> **ZADANIE PISEMNE A**
Kogo według tekstu o sztuce i niepodległości Kozicki wymienił jako pierwszego artystę, który odkrył poezję polskiego życia rodzajowego i polskiego konia?

> **ŹRÓDŁO**
-.-.-

Sztuka i niepodległość
Wydana w 1920 r. książka Władysława Kozickiego „Sztuka polska. Zarys rozwoju polskiego malarstwa i rzeźby” reprezentuje typowe dla ówczesnej teorii kultury przekonanie, że dojrzałość kulturowa polega na spójności działań artystycznych ze świadomością narodową. Biorąc pod uwagę to, że heglowski idealizm zupełnie ignorował błędy logiczne i rzeczowe w swym systemie (na przykład takie, że pojęcie sztuki pojawiło się u samych początków istnienia ludzkości, natomiast polityczne rozumienie narodu istniało zaledwie od stu lat), łatwiej będzie zrozumieć, dlaczego Kozicki początki sztuki polskiej wyznaczył dopiero na przełom XVIII i XIX w.! Według ówczesnych teoretyków o pretendowaniu sztuki do miana rodzimej decydowała esencjonalnie rozumiana „polskość” manifestująca się w rozpoznawalnych przejawach, nie zaś kryteria obszaru geograficznego, na którym powstawała, lub mecenatu, dla którego była realizowana w ciągu wieków. Autor wspomnianej książki (zresztą nie on jeden) stawiał mocną tezę, że rozkwit sztuki polskiej przypadł na okres faktycznej utraty państwowości przez Rzeczpospolitą. Trzeba przyznać, że był to w Europie czas narodzin świadomości narodowej, która zasiliła patriotyzm i dążenia niepodległościowe, a pierwsza polska uczelnia artystyczna – Akademia Sztuk Pięknych w Krakowie – powstała w roku 1818.
Kozicki, dokonując syntezy osiągnięć artystycznych Polaków, jako pierwszego artystę, „który odkrył poezję polskiego życia rodzajowego i polskiego konia”, wymienił Jana Piotra Norblina (1745–1830). Do kanonu polskiej sztuki Kozicki zaliczył ponad stu malarzy i ponad czterdziestu rzeźbiarzy, poczynając od batalisty Aleksandra Orłowskiego i Henryka Stattlera, a kończąc na Xawerym Dunikowskim i Edwardzie Wittigu. Autor zaznaczył, że naród polski
„żyjąc wśród warunków jak najbardziej nieprzyjaznych dla spokojnej twórczej pracy duchowej, nie tylko nie zatracił nic ze skarbów starej, wysokiej kultury jednego z najpotężniejszych niegdyś w środkowej Europie państw, ale przeciwnie, skarby te pomnożył i swą kulturę duchową doprowadził do najwyższego rozwoju, nadając jej równocześnie na wskroś samodzielny, odrębny wyraz”, a „nie mogąc działać swobodnie w kierunku społecznym i ekonomicznym, skupił swe bogate uzdolnienia rasowe i wszystkie swe zasoby intelektualne na tym polu, na którem wobec śmiałych dążeń ducha ludzkiego wszelka przemoc fizyczna zawsze jest bezsilna: na polu nauki i sztuki”.

-.-.-

> **MATERIAŁ DO ZADANIA**
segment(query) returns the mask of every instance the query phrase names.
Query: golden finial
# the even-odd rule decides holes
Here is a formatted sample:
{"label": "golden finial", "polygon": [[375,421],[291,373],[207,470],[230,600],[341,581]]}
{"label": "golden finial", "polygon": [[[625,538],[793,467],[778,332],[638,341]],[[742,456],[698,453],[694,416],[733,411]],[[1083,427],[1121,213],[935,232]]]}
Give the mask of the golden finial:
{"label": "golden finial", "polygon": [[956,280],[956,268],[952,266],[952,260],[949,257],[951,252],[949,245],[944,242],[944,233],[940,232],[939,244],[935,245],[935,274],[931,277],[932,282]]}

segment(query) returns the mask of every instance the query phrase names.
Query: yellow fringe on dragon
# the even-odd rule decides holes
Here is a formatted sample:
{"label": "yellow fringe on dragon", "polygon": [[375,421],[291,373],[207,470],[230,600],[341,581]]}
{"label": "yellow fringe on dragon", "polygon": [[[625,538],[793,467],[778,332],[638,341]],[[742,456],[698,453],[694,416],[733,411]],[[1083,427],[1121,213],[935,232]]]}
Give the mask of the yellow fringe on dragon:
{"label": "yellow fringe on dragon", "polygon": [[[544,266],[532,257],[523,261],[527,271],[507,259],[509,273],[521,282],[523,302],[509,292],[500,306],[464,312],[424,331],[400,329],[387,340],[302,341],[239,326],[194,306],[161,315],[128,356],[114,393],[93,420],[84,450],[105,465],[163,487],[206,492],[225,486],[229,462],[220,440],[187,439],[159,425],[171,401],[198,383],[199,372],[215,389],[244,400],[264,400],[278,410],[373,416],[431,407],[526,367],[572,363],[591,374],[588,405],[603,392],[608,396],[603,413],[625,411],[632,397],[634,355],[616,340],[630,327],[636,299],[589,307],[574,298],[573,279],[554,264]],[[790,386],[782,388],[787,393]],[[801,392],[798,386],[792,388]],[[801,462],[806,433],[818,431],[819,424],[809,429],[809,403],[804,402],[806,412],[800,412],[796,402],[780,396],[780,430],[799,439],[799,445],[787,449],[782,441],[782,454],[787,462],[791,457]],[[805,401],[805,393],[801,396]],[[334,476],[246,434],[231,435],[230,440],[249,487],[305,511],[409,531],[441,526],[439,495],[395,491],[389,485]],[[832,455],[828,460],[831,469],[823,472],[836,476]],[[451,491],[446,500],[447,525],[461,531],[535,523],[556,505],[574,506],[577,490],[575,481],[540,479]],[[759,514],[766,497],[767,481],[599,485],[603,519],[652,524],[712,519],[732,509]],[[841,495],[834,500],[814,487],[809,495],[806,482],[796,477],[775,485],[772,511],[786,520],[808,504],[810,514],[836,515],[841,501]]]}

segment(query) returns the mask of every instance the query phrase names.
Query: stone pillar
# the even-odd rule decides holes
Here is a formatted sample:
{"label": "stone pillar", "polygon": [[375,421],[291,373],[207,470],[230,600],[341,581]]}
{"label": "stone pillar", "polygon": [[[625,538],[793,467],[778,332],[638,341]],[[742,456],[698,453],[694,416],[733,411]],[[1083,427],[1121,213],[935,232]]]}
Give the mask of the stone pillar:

-.-.-

> **ZADANIE PISEMNE B**
Zwróć każdy wiersz wpisów, w którym występuje słowo „golden”. Wielkość liter ma znaczenie.

> **ODPOWIEDŹ DO ZADANIA A**
Jana Piotra Norblina (1745–1830).

> **ODPOWIEDŹ DO ZADANIA B**
Query: golden finial
{"label": "golden finial", "polygon": [[375,421],[291,373],[207,470],[230,600],[341,581]]}
{"label": "golden finial", "polygon": [[[625,538],[793,467],[778,332],[638,341]],[[742,456],[698,453],[694,416],[733,411]],[[1083,427],[1121,213],[935,232]]]}
Give the mask of the golden finial:
{"label": "golden finial", "polygon": [[956,280],[956,268],[952,266],[952,260],[949,257],[951,252],[949,245],[944,242],[944,233],[940,232],[939,244],[935,245],[935,274],[931,277],[932,282]]}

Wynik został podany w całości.